* START RECORDS FOR THIS EXERCISE *
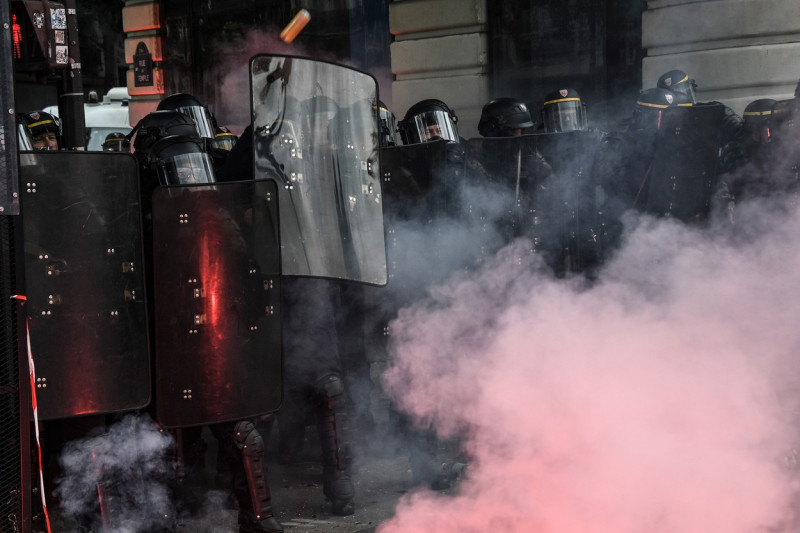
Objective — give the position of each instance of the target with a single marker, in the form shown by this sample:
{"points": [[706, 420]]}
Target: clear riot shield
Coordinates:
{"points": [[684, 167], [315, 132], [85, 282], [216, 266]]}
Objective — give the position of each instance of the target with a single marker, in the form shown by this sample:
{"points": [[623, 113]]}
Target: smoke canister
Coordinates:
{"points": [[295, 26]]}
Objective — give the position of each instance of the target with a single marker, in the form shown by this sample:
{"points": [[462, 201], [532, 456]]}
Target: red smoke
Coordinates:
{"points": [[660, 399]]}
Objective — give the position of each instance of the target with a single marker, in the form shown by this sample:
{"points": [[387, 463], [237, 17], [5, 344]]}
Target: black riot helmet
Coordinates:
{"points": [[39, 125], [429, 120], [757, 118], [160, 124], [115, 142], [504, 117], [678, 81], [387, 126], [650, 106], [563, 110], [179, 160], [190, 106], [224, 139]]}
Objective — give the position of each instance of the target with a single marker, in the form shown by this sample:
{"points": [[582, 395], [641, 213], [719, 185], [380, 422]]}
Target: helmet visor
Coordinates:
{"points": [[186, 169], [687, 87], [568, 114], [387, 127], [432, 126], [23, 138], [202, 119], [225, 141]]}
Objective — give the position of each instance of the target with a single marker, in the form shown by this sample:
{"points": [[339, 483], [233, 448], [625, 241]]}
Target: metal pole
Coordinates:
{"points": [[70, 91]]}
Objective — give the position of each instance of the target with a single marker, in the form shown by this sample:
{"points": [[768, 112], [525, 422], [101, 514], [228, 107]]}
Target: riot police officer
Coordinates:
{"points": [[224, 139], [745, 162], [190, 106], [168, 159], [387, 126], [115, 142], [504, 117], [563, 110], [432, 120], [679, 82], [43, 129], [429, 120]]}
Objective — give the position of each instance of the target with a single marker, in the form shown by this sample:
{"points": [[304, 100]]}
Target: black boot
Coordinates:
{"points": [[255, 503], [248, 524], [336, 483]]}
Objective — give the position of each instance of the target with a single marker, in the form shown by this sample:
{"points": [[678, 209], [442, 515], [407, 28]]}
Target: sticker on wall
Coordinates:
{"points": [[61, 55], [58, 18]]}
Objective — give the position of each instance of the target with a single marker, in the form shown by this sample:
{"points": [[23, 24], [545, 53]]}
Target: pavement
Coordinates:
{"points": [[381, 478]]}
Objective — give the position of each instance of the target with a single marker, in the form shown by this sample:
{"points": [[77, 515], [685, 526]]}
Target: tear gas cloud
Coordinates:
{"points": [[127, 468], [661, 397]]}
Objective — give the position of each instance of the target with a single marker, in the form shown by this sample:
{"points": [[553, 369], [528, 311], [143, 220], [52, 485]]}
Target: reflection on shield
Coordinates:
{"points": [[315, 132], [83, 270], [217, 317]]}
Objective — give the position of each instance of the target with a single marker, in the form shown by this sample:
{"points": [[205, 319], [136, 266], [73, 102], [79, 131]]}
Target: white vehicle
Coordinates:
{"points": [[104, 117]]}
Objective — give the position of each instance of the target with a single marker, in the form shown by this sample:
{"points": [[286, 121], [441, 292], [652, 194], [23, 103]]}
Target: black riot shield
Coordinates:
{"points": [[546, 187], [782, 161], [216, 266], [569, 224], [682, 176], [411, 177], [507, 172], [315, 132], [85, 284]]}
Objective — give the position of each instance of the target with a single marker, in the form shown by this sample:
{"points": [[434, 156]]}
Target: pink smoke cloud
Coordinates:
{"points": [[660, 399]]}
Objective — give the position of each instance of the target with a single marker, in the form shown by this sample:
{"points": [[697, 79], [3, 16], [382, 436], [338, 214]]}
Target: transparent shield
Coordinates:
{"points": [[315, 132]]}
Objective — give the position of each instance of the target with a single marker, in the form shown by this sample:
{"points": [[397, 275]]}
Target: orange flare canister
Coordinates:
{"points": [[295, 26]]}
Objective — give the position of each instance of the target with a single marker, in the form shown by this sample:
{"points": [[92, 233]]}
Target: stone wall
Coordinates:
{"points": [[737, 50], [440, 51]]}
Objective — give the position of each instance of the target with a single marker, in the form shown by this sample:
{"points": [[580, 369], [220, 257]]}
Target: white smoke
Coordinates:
* END RECORDS FOR THIS EXERCISE *
> [TASK PROMPT] Write the lines above out again exactly, without any of their pictures.

> [EXERCISE SOLUTION]
Objective — give the position of each instance of the target with a single marker, in the form shown by this sample:
{"points": [[706, 420]]}
Target: clear riot shield
Coordinates:
{"points": [[684, 167], [315, 132], [85, 282], [216, 266]]}
Objective — give the position of each instance of the target with a single marker, in the form shown by this sample:
{"points": [[623, 113]]}
Target: smoke canister
Coordinates:
{"points": [[295, 26]]}
Objective — give the position of each instance of the target with a single marker, in the form shown by this sample:
{"points": [[462, 201], [532, 456]]}
Target: red smoke
Coordinates:
{"points": [[660, 399]]}
Objective — give the position of each instance of the target with a single marker, in the form shown by this sample:
{"points": [[387, 463], [237, 17], [5, 344]]}
Target: black riot helmet
Coordinates:
{"points": [[39, 125], [429, 120], [757, 118], [160, 124], [115, 142], [504, 117], [678, 81], [387, 126], [650, 106], [563, 110], [179, 160], [190, 106], [224, 139]]}
Objective — give the position of each instance of the target with a single marker, in the form shown by this sample:
{"points": [[582, 395], [641, 213], [719, 185], [380, 422]]}
Target: helmet visor
Coordinates:
{"points": [[186, 169], [687, 87], [568, 114], [387, 127], [432, 126], [23, 138], [202, 119], [225, 141]]}
Objective — give the position of each instance of the target with a single marker, in the form shown by this sample:
{"points": [[339, 483], [233, 448], [625, 241]]}
Target: metal pole
Coordinates:
{"points": [[70, 91]]}
Objective — give the position of each instance of the target with a single marker, in the form shown by this sample:
{"points": [[768, 112], [525, 422], [101, 514], [228, 107]]}
Target: riot police officer
Coordinates:
{"points": [[224, 139], [745, 162], [190, 106], [168, 159], [387, 126], [115, 142], [504, 117], [563, 110], [432, 120], [679, 82], [43, 129], [429, 120]]}
Objective — give the position of each instance of the target with a single marker, in the form shown by this sample:
{"points": [[304, 100]]}
Target: black boot
Coordinates:
{"points": [[255, 503], [248, 524], [336, 483]]}
Objective — give the position of each instance of the target with a single marker, in the form shown by this sample:
{"points": [[678, 209], [442, 515], [407, 28]]}
Target: sticker on wall
Coordinates:
{"points": [[61, 55], [58, 18]]}
Objective — give the position of each instance of the target with a single marker, in the form shown by this sample:
{"points": [[23, 24], [545, 53]]}
Target: pavement
Coordinates:
{"points": [[381, 478]]}
Objective — give the position of each instance of the target with a single marker, in the form shown by this sample:
{"points": [[77, 515], [685, 526]]}
Target: tear gas cloud
Coordinates:
{"points": [[127, 468], [661, 397]]}
Objective — give the position of each instance of the target with a single marker, in the form shown by this sample:
{"points": [[553, 369], [528, 311], [143, 220], [52, 485]]}
Target: reflection on shield
Coordinates:
{"points": [[315, 132], [83, 270], [217, 317]]}
Objective — give the position of each instance of the target with a single marker, in the form shown by this sample:
{"points": [[205, 319], [136, 266], [73, 102], [79, 131]]}
Target: white vehicle
Coordinates:
{"points": [[104, 117]]}
Objective — give the position of each instance of the target with a single marker, in the form shown by this sample:
{"points": [[286, 121], [441, 292], [652, 194], [23, 103]]}
Target: black riot shield
Coordinates:
{"points": [[546, 187], [782, 161], [216, 266], [569, 224], [682, 176], [411, 177], [507, 172], [315, 132], [85, 284]]}
Objective — give the position of each instance of the target with a single marker, in the form shown by this sample:
{"points": [[434, 156]]}
Target: pink smoke cloud
Coordinates:
{"points": [[660, 399]]}
Objective — give the position of each instance of the target with a single marker, in the form shown by this sample:
{"points": [[697, 79], [3, 16], [382, 436], [338, 214]]}
Target: transparent shield
Coordinates:
{"points": [[315, 132]]}
Objective — give the position of each instance of the target with a single marker, in the form shown by this sample:
{"points": [[397, 275]]}
Target: orange flare canister
Coordinates:
{"points": [[295, 26]]}
Objective — give the position of each instance of the target with a single marker, in the form shown by this sample:
{"points": [[92, 233]]}
Target: stone wall
Coordinates:
{"points": [[737, 50], [440, 51]]}
Objective — give the position of each instance of the target with a single marker, in the form shown by this sample:
{"points": [[580, 369], [220, 257]]}
Target: white smoke
Coordinates:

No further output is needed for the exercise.